* [WORKING DATA]
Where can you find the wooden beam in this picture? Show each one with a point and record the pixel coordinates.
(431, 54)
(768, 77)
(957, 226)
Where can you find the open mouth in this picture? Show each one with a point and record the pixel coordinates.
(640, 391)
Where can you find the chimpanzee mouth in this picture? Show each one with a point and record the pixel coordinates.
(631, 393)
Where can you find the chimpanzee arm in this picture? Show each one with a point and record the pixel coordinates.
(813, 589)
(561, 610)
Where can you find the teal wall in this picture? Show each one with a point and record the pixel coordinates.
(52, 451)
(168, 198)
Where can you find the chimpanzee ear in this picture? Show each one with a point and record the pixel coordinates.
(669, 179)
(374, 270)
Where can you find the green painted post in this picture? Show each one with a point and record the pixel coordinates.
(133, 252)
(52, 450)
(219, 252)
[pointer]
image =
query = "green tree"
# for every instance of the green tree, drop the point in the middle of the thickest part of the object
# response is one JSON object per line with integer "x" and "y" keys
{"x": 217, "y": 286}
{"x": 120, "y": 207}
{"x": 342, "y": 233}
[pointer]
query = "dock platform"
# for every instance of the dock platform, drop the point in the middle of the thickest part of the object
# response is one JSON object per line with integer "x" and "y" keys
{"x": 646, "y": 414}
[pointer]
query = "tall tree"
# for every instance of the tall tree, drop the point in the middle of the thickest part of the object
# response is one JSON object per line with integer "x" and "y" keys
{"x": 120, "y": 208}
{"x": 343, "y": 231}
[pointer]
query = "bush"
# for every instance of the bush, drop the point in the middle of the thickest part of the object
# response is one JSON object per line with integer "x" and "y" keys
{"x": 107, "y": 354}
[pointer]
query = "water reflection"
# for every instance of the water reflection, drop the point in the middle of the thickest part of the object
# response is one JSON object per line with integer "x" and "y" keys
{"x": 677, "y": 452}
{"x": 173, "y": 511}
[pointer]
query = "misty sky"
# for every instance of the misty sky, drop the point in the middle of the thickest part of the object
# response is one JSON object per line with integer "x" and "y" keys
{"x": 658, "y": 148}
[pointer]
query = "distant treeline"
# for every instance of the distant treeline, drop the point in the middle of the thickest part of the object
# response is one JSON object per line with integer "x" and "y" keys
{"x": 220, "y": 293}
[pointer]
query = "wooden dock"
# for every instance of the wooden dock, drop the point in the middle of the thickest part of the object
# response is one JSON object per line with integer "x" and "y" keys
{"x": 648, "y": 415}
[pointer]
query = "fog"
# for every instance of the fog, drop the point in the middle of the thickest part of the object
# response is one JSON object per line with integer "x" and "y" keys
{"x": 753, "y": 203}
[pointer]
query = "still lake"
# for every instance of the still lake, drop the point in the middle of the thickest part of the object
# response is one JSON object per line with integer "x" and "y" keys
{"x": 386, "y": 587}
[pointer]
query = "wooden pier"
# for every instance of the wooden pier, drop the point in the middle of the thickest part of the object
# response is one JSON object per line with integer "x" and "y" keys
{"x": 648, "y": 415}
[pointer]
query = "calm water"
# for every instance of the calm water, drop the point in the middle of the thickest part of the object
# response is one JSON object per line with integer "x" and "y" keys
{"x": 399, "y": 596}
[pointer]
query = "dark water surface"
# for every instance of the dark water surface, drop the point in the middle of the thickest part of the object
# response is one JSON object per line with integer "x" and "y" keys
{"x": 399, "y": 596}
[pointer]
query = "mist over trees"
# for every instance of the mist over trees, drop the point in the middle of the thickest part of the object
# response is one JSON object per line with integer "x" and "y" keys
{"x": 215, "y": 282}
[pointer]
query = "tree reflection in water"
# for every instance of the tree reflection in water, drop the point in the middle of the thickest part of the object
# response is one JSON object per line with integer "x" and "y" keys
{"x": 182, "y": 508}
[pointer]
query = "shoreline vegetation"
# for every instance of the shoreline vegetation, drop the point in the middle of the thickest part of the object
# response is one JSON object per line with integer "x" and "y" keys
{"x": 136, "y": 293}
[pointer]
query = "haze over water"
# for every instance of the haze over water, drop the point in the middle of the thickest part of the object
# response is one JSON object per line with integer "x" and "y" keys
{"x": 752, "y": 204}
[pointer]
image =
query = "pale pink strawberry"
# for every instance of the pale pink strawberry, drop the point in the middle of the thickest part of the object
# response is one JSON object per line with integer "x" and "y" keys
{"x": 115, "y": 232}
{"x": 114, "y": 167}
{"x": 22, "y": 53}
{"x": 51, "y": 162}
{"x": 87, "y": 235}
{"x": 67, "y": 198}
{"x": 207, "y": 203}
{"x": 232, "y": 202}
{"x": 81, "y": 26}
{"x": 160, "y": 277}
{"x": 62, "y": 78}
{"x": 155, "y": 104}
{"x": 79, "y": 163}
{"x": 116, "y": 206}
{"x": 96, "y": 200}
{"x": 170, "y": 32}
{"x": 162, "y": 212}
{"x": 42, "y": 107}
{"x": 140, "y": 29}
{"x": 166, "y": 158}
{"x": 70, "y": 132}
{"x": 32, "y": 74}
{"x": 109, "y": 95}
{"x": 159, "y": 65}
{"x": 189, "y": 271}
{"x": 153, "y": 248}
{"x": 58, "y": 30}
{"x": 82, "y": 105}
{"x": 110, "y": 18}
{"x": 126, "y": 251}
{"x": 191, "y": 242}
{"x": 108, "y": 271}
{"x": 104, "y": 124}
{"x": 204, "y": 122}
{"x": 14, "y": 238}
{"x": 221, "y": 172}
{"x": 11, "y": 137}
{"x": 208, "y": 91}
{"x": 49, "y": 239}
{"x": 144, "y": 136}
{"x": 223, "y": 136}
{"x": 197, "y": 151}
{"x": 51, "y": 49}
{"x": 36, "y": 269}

* [WORK ORDER]
For the string "still", find every line of the material that contains it, and copy each one.

* [EXERCISE OUTPUT]
query = "still lake"
# for every instance of the still lake, drop the point in the middle of the thickest part of the object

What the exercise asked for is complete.